— start of Source extract —

OcnParse is a set of tokenizing tools compatible with Baha'i terms Since \b in regex cannot deal with words that include unicode, dashes or single quotes
npm install --save ocnparse
// import the parser
const parser = require('ocnparse')
parser.tokenize(str, tag='')
// returns array of tokens, each an object with three properties: prefix, word and suffix.
// .prefix and .suffix contain any punctuation or markup.
// .word contains the core word (which can also contain <u> markup).
// include a tag if the string being parsed is already word-wrapped (this preserves wrapper tag attributes)
parser.rebuild(tokens, tag='')
// returns the reconstructed text with some options for inserting changes
// include a tag if you want to wrap each word
// wrapper tags contain any classes in token.info.class[] and data attrs in token.data.data{}
parser.reWrap(str, srcTag='w', destTag='')
// helper function to parse wrapped text, correct tokens and output new word-wrapped string
// user can use this whenever text is edited -- or change the wrapper tags easily
// preserves wrapper class and data attributes
const parser = require('ocnparse')
// For example, say we want to wrap each word in a <span>...</span>
let tokens = parser.tokenize("Four score!!!")
let result = parser.rebuild(tokens, 'span')
// result: "<span>Four </span><span>score!!!</span>"
// For example, say we want to rewrap words wrapped in <span>...</span> to <w>...</w>
let str = `<span class='first'>Four </span><span data-whatever='12'>score!!!</span>`
let result = parser.rewrap(str, 'span', 'w')
// result: `<w class="first">Four </w><w data-whatever="12">score!!!</w>`
// Or our wrapped phrase has been edited and we need to re-wrap to correct it
let str = `Hmm. <span class="first">Four three </span><span data-whatever="12">score!!!</span>`
let result = parser.rewrap(str, 'span')
// result: `<span>Hmm. </span><span class="first">Four </span><span>three </span><span data-whatever="12">score!!!</span>`

— end of Source extract —

Work instructions:
1 – Return the passage of the OcnParse documentation from "parser.tokenize(str, tag='')" up to and including "parser.reWrap(str, srcTag='w', destTag='')", copied verbatim.
2 – Retype, character for character, the entries from the line with "# test: identify the limestone" up to and including the line with "x=286 y=204".

— start of Supplied information —

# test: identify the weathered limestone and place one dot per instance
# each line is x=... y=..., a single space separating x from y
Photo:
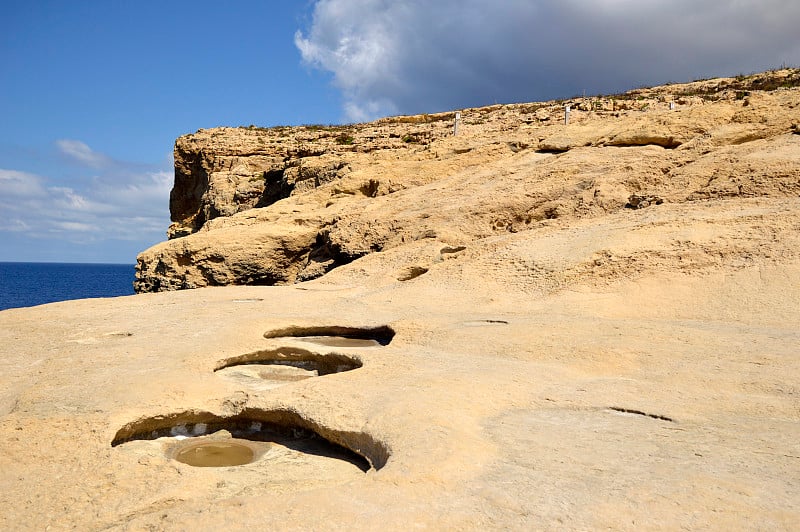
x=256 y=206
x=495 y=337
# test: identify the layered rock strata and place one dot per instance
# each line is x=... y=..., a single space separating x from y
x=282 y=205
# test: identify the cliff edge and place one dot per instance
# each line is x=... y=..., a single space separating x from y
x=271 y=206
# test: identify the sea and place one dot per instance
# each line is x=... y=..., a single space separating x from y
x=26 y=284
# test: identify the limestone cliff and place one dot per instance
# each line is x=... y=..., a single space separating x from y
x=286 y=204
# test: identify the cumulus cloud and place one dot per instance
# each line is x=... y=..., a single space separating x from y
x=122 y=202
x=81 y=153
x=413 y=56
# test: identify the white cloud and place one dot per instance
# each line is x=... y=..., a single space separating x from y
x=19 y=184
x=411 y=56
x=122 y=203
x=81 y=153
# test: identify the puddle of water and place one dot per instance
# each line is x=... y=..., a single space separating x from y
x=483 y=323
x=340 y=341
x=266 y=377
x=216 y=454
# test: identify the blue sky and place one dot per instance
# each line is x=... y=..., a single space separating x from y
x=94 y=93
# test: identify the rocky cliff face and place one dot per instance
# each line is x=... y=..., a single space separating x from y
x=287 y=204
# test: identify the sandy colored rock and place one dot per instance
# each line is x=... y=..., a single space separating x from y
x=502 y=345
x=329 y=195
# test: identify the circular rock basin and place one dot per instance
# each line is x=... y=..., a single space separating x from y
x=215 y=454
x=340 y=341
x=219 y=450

— end of Supplied information —
— start of Supplied information —

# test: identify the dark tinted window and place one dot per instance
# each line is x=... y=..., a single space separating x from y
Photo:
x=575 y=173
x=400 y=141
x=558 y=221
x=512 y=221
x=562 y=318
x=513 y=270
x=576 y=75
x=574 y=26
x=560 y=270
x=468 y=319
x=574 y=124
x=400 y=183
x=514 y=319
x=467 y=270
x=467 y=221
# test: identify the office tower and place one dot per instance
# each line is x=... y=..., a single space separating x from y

— end of Supplied information —
— start of Supplied information —

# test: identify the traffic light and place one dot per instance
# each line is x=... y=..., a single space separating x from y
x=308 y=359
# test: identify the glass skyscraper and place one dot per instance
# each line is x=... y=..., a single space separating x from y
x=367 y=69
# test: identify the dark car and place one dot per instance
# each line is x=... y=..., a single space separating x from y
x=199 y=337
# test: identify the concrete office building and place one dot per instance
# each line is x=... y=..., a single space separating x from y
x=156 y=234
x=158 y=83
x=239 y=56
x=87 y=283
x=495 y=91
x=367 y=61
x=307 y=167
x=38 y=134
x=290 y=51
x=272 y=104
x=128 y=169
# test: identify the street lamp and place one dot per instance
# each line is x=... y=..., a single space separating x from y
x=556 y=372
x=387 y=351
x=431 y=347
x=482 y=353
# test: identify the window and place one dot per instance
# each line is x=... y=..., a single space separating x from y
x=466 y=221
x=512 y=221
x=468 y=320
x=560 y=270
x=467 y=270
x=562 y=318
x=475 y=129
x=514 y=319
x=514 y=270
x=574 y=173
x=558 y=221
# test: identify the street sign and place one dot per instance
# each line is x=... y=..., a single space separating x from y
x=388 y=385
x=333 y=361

— end of Supplied information —

The results:
1 –
parser.tokenize(str, tag='')
// returns array of tokens, each an object with three properties: prefix, word and suffix.
// .prefix and .suffix contain any punctuation or markup.
// .word contains the core word (which can also contain <u> markup).
// include a tag if the string being parsed is already word-wrapped (this preserves wrapper tag attributes)
parser.rebuild(tokens, tag='')
// returns the reconstructed text with some options for inserting changes
// include a tag if you want to wrap each word
// wrapper tags contain any classes in token.info.class[] and data attrs in token.data.data{}
parser.reWrap(str, srcTag='w', destTag='')

2 –
# test: identify the limestone cliff and place one dot per instance
# each line is x=... y=..., a single space separating x from y
x=286 y=204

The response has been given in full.